PROMPT: Revise the lines below so that "captured frame" becomes "camera view" wherever it occurs, with nothing else changed, and leave the pictures out.

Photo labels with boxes
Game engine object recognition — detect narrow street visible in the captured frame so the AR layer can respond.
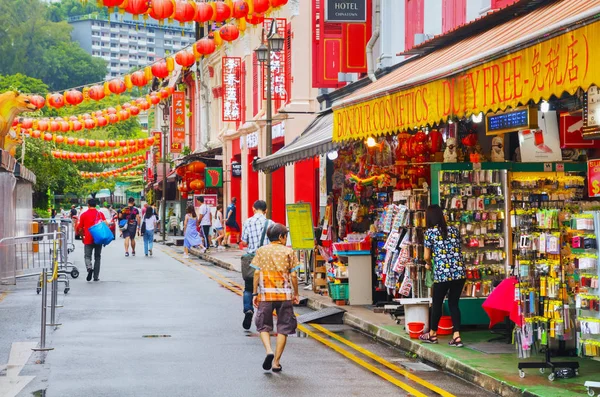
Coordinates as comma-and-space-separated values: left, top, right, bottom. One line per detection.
0, 239, 492, 397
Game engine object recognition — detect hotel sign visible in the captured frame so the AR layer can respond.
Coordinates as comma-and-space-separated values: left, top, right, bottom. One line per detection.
325, 0, 367, 23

OUTPUT FOR THIS EXERCISE:
Game engine object recognition — detect narrow street visible in the camera view so the AR layer can respond.
Coordinates as comma-and-space-separated values: left, top, right, bottom. One line per detection.
0, 239, 492, 397
Game engine object recognition — detect hotel sign visible in the camera view so the AR layer can respond.
Coordinates as comma-and-space-separated values: left, top, right, bottom. One line per detection.
325, 0, 367, 23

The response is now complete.